> _What needs to be done_: Produce a verbatim copy of the entries listed below.

--------

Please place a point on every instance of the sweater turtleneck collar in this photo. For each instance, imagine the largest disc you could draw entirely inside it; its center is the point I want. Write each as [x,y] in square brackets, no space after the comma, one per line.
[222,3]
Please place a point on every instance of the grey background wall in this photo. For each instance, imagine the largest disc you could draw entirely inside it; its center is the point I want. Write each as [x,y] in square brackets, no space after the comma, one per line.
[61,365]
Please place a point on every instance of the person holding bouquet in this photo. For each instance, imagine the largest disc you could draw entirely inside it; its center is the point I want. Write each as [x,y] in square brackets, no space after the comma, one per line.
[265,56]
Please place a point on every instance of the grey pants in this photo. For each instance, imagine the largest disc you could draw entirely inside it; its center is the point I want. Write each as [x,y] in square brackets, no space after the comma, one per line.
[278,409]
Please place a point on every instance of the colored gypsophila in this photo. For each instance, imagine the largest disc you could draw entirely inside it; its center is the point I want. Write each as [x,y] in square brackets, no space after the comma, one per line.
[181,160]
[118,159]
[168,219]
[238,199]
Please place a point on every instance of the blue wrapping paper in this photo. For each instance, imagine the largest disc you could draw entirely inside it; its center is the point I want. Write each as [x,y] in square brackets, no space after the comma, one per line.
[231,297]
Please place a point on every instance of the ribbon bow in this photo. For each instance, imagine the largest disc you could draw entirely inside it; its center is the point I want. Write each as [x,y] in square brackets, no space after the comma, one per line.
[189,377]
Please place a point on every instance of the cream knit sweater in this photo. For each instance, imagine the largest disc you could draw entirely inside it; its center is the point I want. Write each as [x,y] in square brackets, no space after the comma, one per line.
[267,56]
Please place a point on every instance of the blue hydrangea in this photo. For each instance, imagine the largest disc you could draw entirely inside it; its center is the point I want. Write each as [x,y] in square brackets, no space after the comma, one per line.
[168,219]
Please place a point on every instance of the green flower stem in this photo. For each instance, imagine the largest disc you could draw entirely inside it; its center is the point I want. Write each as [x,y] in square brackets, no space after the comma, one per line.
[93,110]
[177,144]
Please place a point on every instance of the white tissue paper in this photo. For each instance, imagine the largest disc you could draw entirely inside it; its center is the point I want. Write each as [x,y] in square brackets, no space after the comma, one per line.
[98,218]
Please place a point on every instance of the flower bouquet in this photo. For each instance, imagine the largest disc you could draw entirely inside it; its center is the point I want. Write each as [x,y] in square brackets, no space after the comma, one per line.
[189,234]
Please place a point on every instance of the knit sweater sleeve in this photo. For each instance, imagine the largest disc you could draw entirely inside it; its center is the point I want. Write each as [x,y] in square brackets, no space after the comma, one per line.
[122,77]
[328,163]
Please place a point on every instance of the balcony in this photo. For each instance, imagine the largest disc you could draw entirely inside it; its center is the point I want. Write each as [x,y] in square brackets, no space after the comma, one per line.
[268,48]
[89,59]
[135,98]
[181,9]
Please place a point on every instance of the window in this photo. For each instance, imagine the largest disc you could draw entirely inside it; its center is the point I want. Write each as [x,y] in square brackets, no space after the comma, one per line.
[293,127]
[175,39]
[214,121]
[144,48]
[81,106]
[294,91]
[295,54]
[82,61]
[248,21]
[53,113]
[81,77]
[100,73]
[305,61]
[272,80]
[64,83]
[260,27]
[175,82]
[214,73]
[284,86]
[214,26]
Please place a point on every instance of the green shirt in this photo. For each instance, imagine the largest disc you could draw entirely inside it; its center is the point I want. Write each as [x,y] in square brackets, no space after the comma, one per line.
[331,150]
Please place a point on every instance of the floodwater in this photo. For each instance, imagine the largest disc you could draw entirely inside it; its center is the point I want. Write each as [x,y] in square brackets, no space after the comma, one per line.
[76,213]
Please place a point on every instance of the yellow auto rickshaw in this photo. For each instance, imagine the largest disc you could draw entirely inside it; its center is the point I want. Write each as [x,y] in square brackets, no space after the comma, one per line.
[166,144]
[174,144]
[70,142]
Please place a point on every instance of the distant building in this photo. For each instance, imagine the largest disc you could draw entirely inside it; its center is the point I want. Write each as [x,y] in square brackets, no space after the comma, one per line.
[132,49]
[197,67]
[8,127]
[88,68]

--------

> _Response_:
Please place a point on every instance of the sweater turtleneck collar in this photo. For each instance, imagine the largest disc you could draw entirely inside it; its center is the point I want. Write each as [x,y] in square brackets, no space after the comma, one per line.
[222,3]
Please place a point on every instance of the grey background wall in this photo. For each instance, imagine the largest disc you could draw entirely inside it; its center is the point I want. Write each as [x,y] in square brackets, no space after the comma, one per line.
[61,365]
Please place a point on every instance of the person holding bouquet in this photo. For each instance, imagine the largest disc you could draw entirely inside it; its center is the point I want. Write each as [x,y] in square brackets, no space after the comma, one per line.
[265,56]
Please place a point on every instance of the grey pants in this photo. For each instance, imagine the largest disc you could draw entirely inside it; its center is the point I want. Write each as [x,y] in square brackets, no space after the comma, one per line.
[278,409]
Please place a point on every instance of the colored gypsophila in this photo. For each instance, imagine the largest disc you could draw entirely inside it; its center is the point I want. Write each as [x,y] in square brackets, no space after the comma, one per line.
[181,160]
[118,159]
[168,219]
[238,199]
Please place a point on every instance of the blue wrapping paper in this photo. For each instance, imagine the largest disc you could draw entirely inside it; its center is the point I want. Write each as [x,y] in square brackets, no space after the comma, one per line.
[231,297]
Please place a point on every instance of the ribbon bow in this photo. For each instance, imagine the largest disc you could draw entirely inside it; its center is the point I want. Write each as [x,y] in square brackets, no space after the comma, one per line.
[189,377]
Please place a point on every instance of the cream knit sweater in this photo. For each instance, imagine the largest disc you could draw entirely inside it; its center is the point I want. Write each as [x,y] in square brackets, no space after the comma, one per line.
[267,56]
Please place a point on every instance of the blue hydrangea in this photo. For each instance, imagine the largest disc you could draw entirely inside it; its center is the point I want. Write each as [x,y] in square brackets, no space after the comma, one per line.
[168,219]
Please place a point on every instance of the green flower stem in this photo. For each instance, imagine the largest disc you could draw entirely inside it; its center is the point I want. Write each as [x,y] in square brackets, no space after the comma, one per line.
[93,110]
[177,144]
Please place a point on every instance of the white tissue paper in this photo. For each instance, imagine the largest disc you could draw entirely inside it; its center is the point I want. Write each as [x,y] in square brackets, no space after the comma, one per line.
[98,218]
Please place a point on every instance of the flower bouquet in this photo. For each instance, imagine the largest disc you could draw entirely inside it; its center is the point I want. Write each as [x,y] in square brackets, no space after the comma, one per line.
[189,234]
Please place a point on every instance of the knit sweater sleeve in this photo. For each instance, imagine the largest disc you could draw entirely inside it; its center is the point I want. Write each as [x,y] in square brackets, no space after the comma, one per line.
[122,77]
[328,163]
Please place a point on every instance of the balcony in this photo. For each instance, imagine the largest disc you could draw entirely inside it; its center is the point I want. Write each as [x,y] in square brackets, no space after the comma, one per line.
[268,48]
[89,59]
[135,98]
[181,9]
Please place a point on every instance of the window in this photo. For each instance, imagine the largest disc you could draw entirely inside it; its center is the point I want. Write each as [x,y] in square brackets, no space after the comma, one per line.
[293,127]
[175,39]
[214,121]
[144,48]
[81,106]
[294,91]
[295,54]
[82,61]
[248,21]
[53,113]
[81,77]
[100,73]
[305,61]
[272,80]
[64,83]
[260,27]
[175,82]
[214,73]
[284,86]
[214,26]
Please place a point on every instance of the green shirt in this photo. For each instance, imagine the largest disc you could draw entirely inside it; its center is the point I want. Write each as [x,y] in square brackets, no space after the comma, one per line.
[331,150]
Please place a point on every instance of the floodwater in this photo. For each instance, imagine the largest disc you could draw entirely inside it; its center is the point I want. Write each as [x,y] in square brackets, no space after the comma, one per line.
[76,213]
Please place a point on every instance of the yellow auto rickshaw in this photo. For each instance, imagine the largest disc you could draw entirely inside it; its center is the point I want. Write each as [x,y] in square brackets, no space after the comma, one per line.
[166,144]
[174,144]
[70,142]
Please place a point on every instance of the distant building in this photo. For each instance, imagine the largest disc you could draw entirely inside it; its center is the point I want. Write each as [x,y] in square brackets, no space after the comma, one per line.
[132,49]
[197,67]
[8,127]
[88,68]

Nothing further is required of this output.